→ **Direction**: Starting with the line that contains "If there is any green tree" and going on through the line that contains "[29,668,423,750]", format the records below as a Markdown table with the columns Row and Line. Number each row, put one line per row, and skip any blank lines.

→ **Task input**:
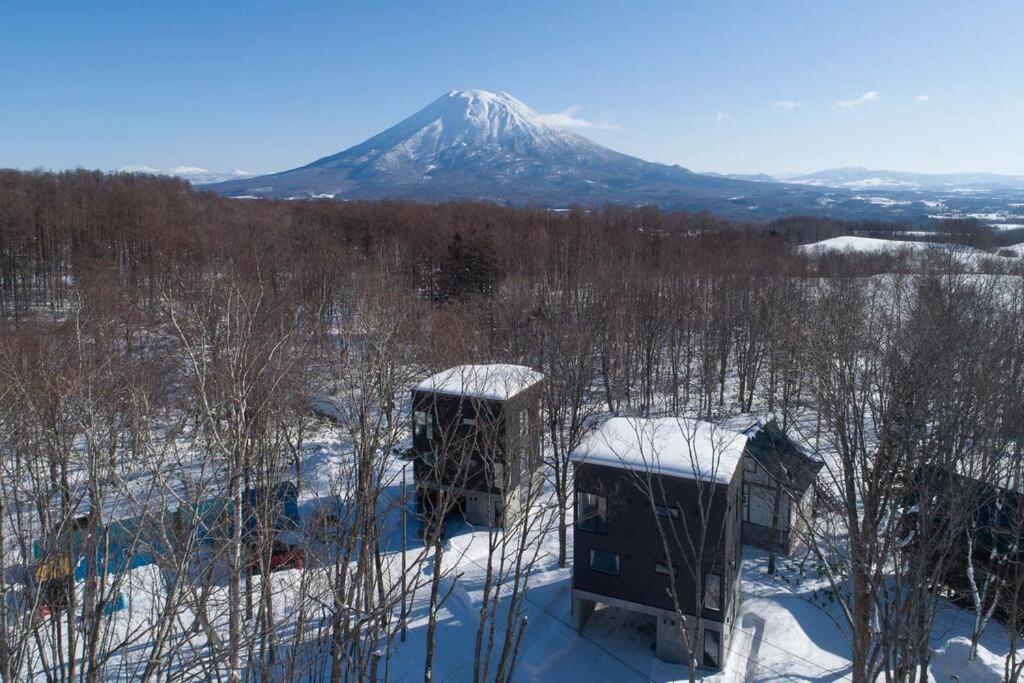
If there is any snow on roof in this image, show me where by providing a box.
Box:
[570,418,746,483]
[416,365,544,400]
...
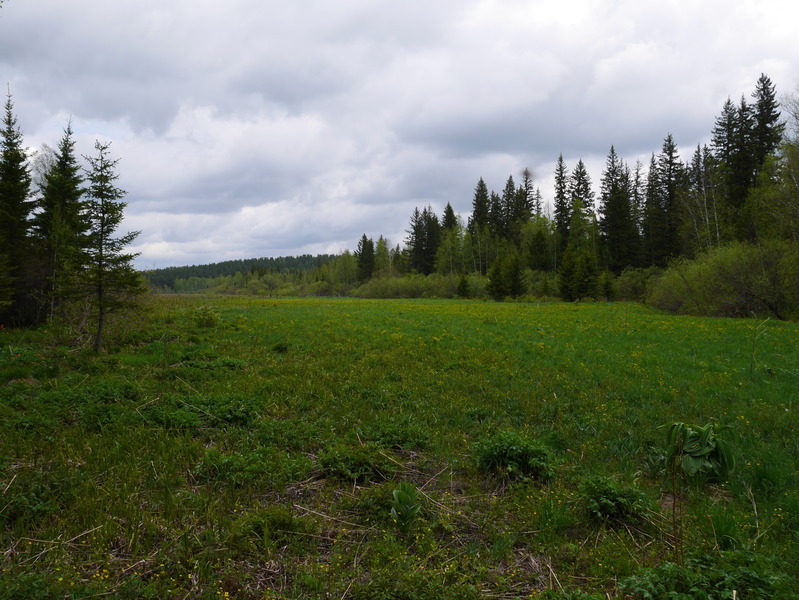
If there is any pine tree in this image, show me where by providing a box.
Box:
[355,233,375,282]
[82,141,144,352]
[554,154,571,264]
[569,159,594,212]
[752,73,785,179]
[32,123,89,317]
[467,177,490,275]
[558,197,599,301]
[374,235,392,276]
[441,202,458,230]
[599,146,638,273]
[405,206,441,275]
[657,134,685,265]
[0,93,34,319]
---
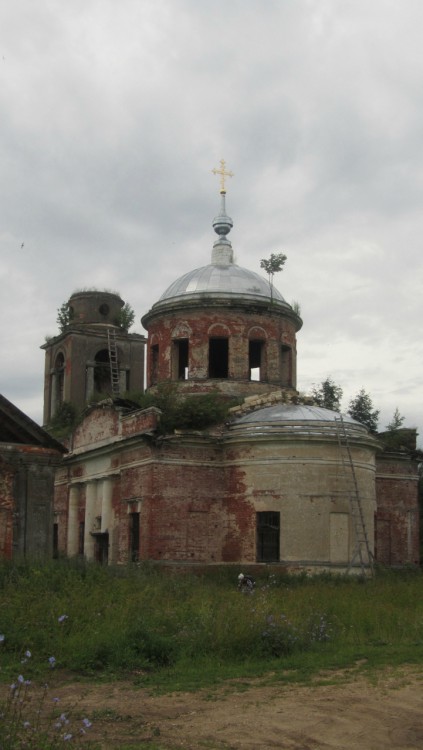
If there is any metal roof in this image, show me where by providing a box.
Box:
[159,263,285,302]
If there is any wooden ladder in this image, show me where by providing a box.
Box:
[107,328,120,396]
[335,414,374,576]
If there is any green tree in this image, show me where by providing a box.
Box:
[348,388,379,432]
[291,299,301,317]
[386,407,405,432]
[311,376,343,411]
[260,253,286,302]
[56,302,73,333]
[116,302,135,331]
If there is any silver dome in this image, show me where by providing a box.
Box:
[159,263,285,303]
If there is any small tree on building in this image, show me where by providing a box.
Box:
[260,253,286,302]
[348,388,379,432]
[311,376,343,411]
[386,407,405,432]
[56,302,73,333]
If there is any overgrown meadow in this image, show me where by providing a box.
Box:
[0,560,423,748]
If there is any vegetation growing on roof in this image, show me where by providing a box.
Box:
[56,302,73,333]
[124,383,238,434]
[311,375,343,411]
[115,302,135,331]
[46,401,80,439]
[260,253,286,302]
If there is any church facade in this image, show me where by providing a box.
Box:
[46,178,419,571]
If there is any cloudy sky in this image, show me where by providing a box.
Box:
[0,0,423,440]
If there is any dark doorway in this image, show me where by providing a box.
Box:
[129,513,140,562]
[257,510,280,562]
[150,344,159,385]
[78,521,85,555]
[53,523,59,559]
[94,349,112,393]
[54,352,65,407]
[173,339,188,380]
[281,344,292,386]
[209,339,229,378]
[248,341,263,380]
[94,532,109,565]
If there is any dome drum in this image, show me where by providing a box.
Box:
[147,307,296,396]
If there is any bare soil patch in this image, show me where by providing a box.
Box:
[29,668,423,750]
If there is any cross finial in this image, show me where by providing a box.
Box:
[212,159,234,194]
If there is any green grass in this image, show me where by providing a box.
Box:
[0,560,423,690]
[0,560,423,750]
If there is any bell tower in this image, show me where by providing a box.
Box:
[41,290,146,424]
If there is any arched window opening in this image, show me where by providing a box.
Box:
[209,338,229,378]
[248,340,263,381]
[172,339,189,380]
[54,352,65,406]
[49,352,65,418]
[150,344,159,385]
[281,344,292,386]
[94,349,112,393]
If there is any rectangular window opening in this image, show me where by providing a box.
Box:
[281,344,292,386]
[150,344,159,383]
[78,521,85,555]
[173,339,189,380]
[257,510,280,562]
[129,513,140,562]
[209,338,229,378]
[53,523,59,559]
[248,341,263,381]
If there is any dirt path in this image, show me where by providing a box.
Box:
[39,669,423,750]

→ **Response for this exercise**:
| Row | Line |
|---|---|
| 1 | If there is any green tree in this image, show me where by providing a box. |
| 2 | Box: |
| 3 | [348,388,379,432] |
| 4 | [291,299,301,317] |
| 5 | [386,407,405,432] |
| 6 | [311,376,343,411] |
| 7 | [260,253,286,302] |
| 8 | [56,302,73,333] |
| 9 | [116,302,135,331] |
| 10 | If there is any silver dome in this image, show me where by providing a box. |
| 11 | Box: |
| 12 | [159,263,285,303] |
| 13 | If there is any small tree on building in this image, show me where by providing a box. |
| 14 | Box: |
| 15 | [260,253,286,302] |
| 16 | [348,388,379,432] |
| 17 | [311,376,343,411] |
| 18 | [386,407,405,432] |
| 19 | [56,302,73,333] |
| 20 | If there is any overgrown meadow in this image, show me where by providing a box. |
| 21 | Box: |
| 22 | [0,560,423,748] |
| 23 | If there is any vegetation growing on roof in this image, show me where by providing a box. |
| 24 | Box: |
| 25 | [56,302,73,333] |
| 26 | [124,383,238,434] |
| 27 | [311,375,343,411] |
| 28 | [115,302,135,331] |
| 29 | [46,401,80,439] |
| 30 | [260,253,286,302] |
| 31 | If there is any church facade in this image, show me where by providing a box. |
| 32 | Box: |
| 33 | [46,178,419,571] |
| 34 | If there is any cloudy sky in this image, show me where by providing a box. |
| 35 | Box: |
| 36 | [0,0,423,440] |
| 37 | If there is any dark doorway in this image, show me where by providing a box. |
| 38 | Box: |
| 39 | [129,513,140,562] |
| 40 | [257,510,280,562] |
| 41 | [150,344,159,385] |
| 42 | [78,521,85,555] |
| 43 | [53,523,59,559] |
| 44 | [94,349,112,393] |
| 45 | [54,352,65,407] |
| 46 | [173,339,188,380] |
| 47 | [281,344,292,386] |
| 48 | [209,339,229,378] |
| 49 | [248,341,263,380] |
| 50 | [94,532,109,565] |
| 51 | If there is any dome drum in this image, show me where by providing a box. |
| 52 | Box: |
| 53 | [147,307,296,396] |
| 54 | If there is any bare soil patch in this image, show me where by providing a box. |
| 55 | Box: |
| 56 | [29,668,423,750] |